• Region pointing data
::::::
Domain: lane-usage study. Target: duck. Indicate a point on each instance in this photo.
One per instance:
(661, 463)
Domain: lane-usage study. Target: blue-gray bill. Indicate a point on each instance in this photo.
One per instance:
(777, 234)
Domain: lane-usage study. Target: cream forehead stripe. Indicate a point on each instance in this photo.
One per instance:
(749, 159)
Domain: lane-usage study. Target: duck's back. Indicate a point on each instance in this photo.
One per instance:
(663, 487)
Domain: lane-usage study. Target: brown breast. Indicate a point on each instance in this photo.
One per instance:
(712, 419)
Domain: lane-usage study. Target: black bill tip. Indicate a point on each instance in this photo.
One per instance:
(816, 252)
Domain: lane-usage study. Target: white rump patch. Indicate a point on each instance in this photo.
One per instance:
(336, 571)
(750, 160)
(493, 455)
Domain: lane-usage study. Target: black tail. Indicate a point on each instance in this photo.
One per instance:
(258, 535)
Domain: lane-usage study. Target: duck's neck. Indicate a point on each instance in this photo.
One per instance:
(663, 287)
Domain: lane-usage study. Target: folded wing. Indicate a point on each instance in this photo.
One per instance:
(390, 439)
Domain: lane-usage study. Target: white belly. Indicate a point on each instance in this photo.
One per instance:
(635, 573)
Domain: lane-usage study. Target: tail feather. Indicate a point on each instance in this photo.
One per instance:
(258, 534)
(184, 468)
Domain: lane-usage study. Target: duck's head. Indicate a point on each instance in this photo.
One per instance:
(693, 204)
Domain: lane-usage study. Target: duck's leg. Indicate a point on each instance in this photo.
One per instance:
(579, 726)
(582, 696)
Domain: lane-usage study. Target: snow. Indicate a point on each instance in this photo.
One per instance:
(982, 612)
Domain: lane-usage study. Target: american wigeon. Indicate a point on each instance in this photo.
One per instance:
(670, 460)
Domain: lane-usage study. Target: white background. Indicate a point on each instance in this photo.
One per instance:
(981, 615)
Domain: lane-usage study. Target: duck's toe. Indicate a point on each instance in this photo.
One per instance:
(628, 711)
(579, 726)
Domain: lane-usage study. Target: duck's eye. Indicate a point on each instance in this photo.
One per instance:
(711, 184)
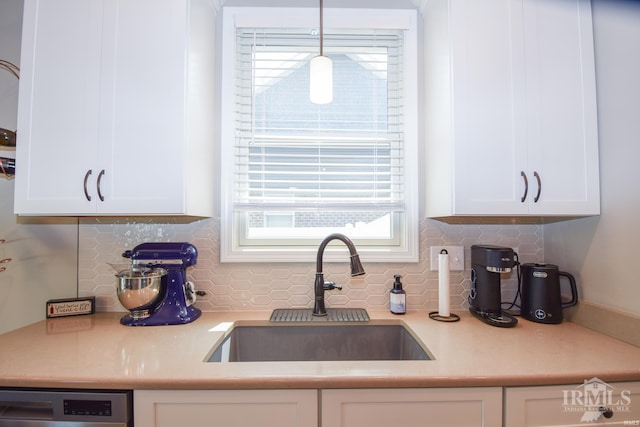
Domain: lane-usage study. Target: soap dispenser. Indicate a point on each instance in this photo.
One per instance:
(397, 297)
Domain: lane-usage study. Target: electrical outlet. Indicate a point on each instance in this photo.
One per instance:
(456, 257)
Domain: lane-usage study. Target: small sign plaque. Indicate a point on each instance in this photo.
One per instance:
(71, 306)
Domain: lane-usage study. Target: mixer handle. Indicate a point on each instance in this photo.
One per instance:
(574, 290)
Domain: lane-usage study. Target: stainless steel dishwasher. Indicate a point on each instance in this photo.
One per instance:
(68, 408)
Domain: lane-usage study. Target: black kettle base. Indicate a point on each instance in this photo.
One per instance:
(501, 320)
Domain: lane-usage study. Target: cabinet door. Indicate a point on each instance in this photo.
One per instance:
(561, 106)
(573, 405)
(142, 107)
(488, 107)
(455, 407)
(237, 408)
(58, 106)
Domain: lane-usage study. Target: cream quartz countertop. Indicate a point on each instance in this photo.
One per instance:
(95, 351)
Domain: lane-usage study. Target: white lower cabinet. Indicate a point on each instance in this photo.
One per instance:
(440, 407)
(593, 403)
(226, 408)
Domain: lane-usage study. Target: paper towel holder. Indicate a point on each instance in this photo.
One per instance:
(436, 315)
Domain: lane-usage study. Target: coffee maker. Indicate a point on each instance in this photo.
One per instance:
(488, 262)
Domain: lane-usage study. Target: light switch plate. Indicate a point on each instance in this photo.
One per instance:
(456, 257)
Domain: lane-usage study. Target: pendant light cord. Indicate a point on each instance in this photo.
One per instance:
(321, 29)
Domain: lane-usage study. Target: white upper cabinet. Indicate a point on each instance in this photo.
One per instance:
(116, 108)
(511, 127)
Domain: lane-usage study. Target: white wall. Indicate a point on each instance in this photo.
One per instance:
(43, 251)
(603, 251)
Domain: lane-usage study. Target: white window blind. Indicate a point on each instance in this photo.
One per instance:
(293, 172)
(291, 154)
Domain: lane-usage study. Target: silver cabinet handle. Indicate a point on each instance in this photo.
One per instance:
(86, 178)
(100, 175)
(526, 186)
(535, 199)
(4, 261)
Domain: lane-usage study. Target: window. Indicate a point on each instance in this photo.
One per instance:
(294, 172)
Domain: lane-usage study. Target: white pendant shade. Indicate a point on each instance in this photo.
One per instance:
(321, 80)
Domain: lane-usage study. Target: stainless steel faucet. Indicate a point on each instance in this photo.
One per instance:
(320, 285)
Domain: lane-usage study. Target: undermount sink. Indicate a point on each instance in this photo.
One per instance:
(318, 342)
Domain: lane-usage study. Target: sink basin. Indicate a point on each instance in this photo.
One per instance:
(327, 342)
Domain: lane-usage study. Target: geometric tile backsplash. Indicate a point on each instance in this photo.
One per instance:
(265, 286)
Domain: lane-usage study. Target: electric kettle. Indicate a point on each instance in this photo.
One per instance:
(541, 297)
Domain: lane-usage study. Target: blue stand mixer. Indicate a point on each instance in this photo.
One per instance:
(155, 289)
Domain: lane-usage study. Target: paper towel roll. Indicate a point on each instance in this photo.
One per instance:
(443, 284)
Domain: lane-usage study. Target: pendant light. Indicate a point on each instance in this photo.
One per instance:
(321, 73)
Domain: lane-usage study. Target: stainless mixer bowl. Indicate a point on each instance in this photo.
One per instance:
(140, 290)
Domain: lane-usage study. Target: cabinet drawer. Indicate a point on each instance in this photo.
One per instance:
(573, 405)
(412, 407)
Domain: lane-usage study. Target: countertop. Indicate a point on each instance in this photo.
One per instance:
(95, 351)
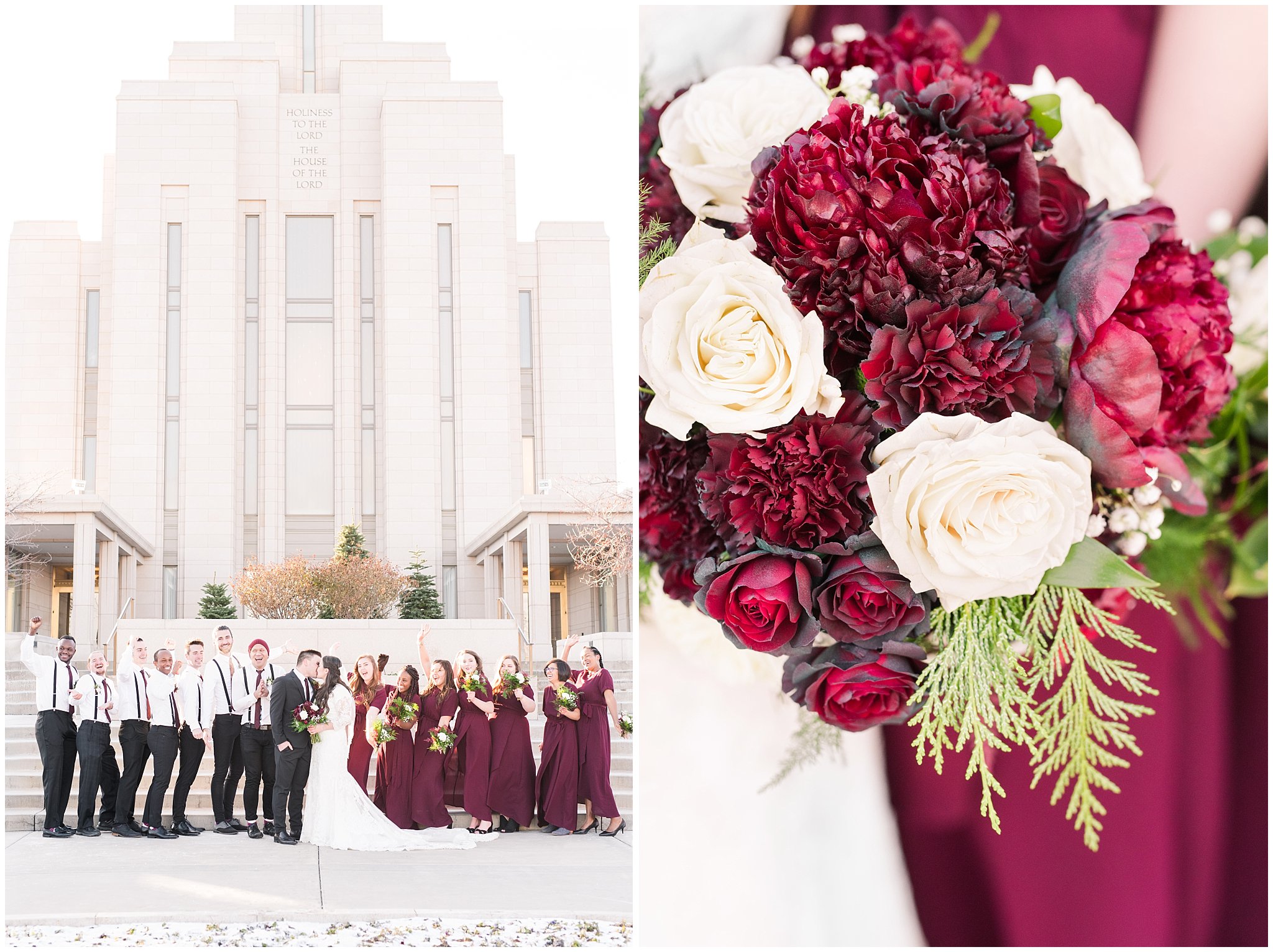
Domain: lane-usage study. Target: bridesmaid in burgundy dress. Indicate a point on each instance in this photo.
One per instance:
(472, 746)
(438, 705)
(364, 684)
(395, 761)
(596, 690)
(558, 780)
(512, 761)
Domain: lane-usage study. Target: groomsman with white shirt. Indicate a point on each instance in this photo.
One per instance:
(94, 699)
(251, 690)
(162, 739)
(195, 736)
(133, 709)
(55, 731)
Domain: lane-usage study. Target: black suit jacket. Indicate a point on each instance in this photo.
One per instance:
(285, 695)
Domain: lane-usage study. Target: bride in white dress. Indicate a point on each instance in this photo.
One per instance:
(338, 813)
::::::
• PROBLEM DESCRIPTION
Transcribe all records verbatim, no pictures.

• FINISHED EXERCISE
Domain: lane-usage study. Target: duck. Indicate a point on each instance in this photo.
One per instance:
(661, 463)
Domain: lane-usage study. Target: blue-gray bill. Indicate a point on each instance in this photo.
One per instance:
(777, 234)
Domain: lane-usage study. Target: cream forehead stripe. Indicate a point on each instance in this photo.
One per instance:
(749, 159)
Domain: lane-usage study. Target: duck's back. Indicate a point on each instance in this photo.
One per instance:
(663, 487)
Domain: lane-usage study. Target: brown breast. Indicate a point on each instance in this photo.
One per instance:
(712, 419)
Domain: lane-usage study. Target: black bill tip. Indicate a point on each instance in this photo.
One per instance:
(816, 252)
Domain: lane-usage study. Target: white rump patch. Indicate a point on each instance in this photo.
One per instance:
(336, 571)
(750, 160)
(493, 455)
Domain: lane-usage study. Target: black tail. Indicate a point on each instance in this photo.
One per instance:
(258, 535)
Domain: lane-usage study. Target: duck's neck. Indicate a point on each instance in this photo.
One per instance:
(663, 287)
Domain: lane-usage study. Target: folded wing. Indicate a point on each instance in this photo.
One per instance:
(390, 439)
Domain: lane-usage study. Target: white belly. Indicate a point on each instance in this photo.
One per instance:
(635, 573)
Domain: lane-usage study. Target: tail feather. Indicate a point on each instance in this photo.
One per instance:
(258, 534)
(184, 468)
Domain: lane-usage study. Target: duck's head. Indicate a point on each instance in this photo.
One per instance:
(693, 204)
Domain: lane-usage study. Target: duck's leg. Indicate a point on each instance in this photo.
One per instance:
(579, 726)
(582, 696)
Domain: lane-usage study. Target: snow. Indicate a point on each instance in this photo.
One per instance:
(982, 612)
Domain: lane-usage study. Target: american wigeon. Indicate a point on each instance in this photo.
One per instance:
(670, 460)
Domain: lane-usage study. Target: white background. Indicate a point on each instance in this photo.
One per instance:
(981, 615)
Domain: lane-usage study. Target: duck's toe. Indicate a point on each instance in this photo.
One per instance:
(628, 711)
(579, 726)
Domain: lane-usage study. Target: duck's eye. Indicate a point on each instance in this photo.
One per instance:
(711, 184)
Domain: lane-usage study. Target: soap dispenser. Indicate a point on each instance in this photo.
One per instance:
(397, 297)
Domain: lane-usage study. Target: electrical outlet. Indicate a point on each instance in this photo.
One per instance:
(456, 257)
Domain: lane-usage study. Target: small sign plaque. Indicate a point on each instance in this photo.
One per instance:
(71, 306)
Domain: lane-usage study. Target: mixer handle. Indicate a point on each instance in this photo.
One per instance:
(574, 290)
Domain: lane-usage study. Target: stainless steel dishwasher. Indicate a point on each instance in this photo.
One per instance:
(68, 408)
Domain: lane-usage study. Target: black kettle base. Indicate a point on each instance in this photo.
One per instance:
(501, 320)
Domain: lane-usage study. Target: cabinet door. Indicate a point on each instance in this photo.
One per instance:
(561, 106)
(573, 405)
(142, 107)
(488, 107)
(455, 407)
(237, 408)
(58, 106)
Domain: lane-usage study. Target: cream quartz countertop. Indicate a point on each instance in this photo.
One per instance:
(95, 351)
Domain: lane-usage study. Target: white lower cabinet. Indicate a point on each instance in this photo.
One per instance:
(440, 407)
(593, 403)
(226, 408)
Domain: lane-usage study. Target: paper towel holder. Indicate a point on each instance in this photo.
One per instance:
(436, 315)
Domain: lane-usage study. Target: coffee maker. Indicate a point on each instance in this photo.
One per instance:
(488, 262)
Domain: lane-usage study. Target: light switch plate. Indicate a point on each instance in this photo.
One per instance:
(456, 257)
Domain: lane-usage study. Target: pendant light cord. Indicate a point on each instance in this photo.
One per instance:
(321, 29)
Domain: lane-usage study. Target: white upper cabinet. Indicate a point on each instance in this photo.
One per instance:
(116, 108)
(511, 127)
Domain: lane-usage study. Target: white wall. Indicate a point on each instance in this photo.
One per instance:
(43, 251)
(603, 251)
Domain: lane-usage study. Target: white window blind. Indicate a point on each instance in this photo.
One per instance:
(293, 172)
(291, 154)
Domain: lane-usage study. Target: silver cabinet handle. Indicate a point on each instance in this photo.
One per instance:
(86, 178)
(100, 175)
(526, 186)
(535, 199)
(4, 261)
Domain: lane-usage study. Target: window. Indicate a point on each instance in this photo.
One per instance:
(294, 172)
Domain: lane-usage study. Target: white pendant shade. Indicate a point on each instance in this photo.
One per instance:
(321, 80)
Domain: lane-usage study. Target: stainless steel faucet. Indicate a point on each instance in this photo.
One per instance:
(320, 285)
Domain: lane-usage study. Target: undermount sink. Indicate a point on each instance in this photo.
One per instance:
(318, 342)
Domain: lane-usage study. Target: sink basin. Indicate a point on each instance in this photo.
One per instance:
(327, 342)
Domain: lane-usage study. Target: geometric tile backsplash. Indicate a point on each instance in this photo.
One per instance:
(265, 286)
Domain: lane-usage study. Target: electric kettle. Indicate a point on each instance in this photo.
One per instance:
(541, 297)
Domain: lane-usage study. Target: blue stand mixer. Indicate a point on each instance in this photo.
One per instance:
(155, 289)
Domain: lane-usage study. Target: paper towel roll. Indicate a point on each instance in this photo.
One per instance:
(443, 284)
Domain: lane-usage study. Target: pendant light. Indicate a point on each instance in this photo.
One per instance:
(321, 73)
Domain: lane-usage study. Target: stainless mixer bowl. Indicate a point on each instance in this photo.
One per instance:
(140, 290)
Domain: lane-usage study. Target: cabinet drawer. Indicate a point on each instance in this photo.
One per instance:
(573, 405)
(412, 407)
Domain: lane-usage study. Target: countertop. Indicate a point on each instance in this photo.
One per instance:
(95, 351)
Domain: lane-usage study. Target: bridesmaid in burgundy dress. Indicate a point on each instance in this photo.
One per instance:
(472, 746)
(438, 705)
(364, 684)
(395, 761)
(596, 690)
(558, 780)
(512, 761)
Domain: lane-usage study. Target: groomsman with white shirt. Indicate a point on each instance in this photo.
One per instance:
(94, 699)
(251, 690)
(162, 739)
(195, 736)
(133, 709)
(55, 731)
Domain: lane-usage study. Target: black suit jacket. Indicate a point on each instance in this photo.
One per instance:
(285, 695)
Domain: lane-usage study. Target: bride in white dress. Indicate a point on each instance in this photo.
One per instance:
(338, 813)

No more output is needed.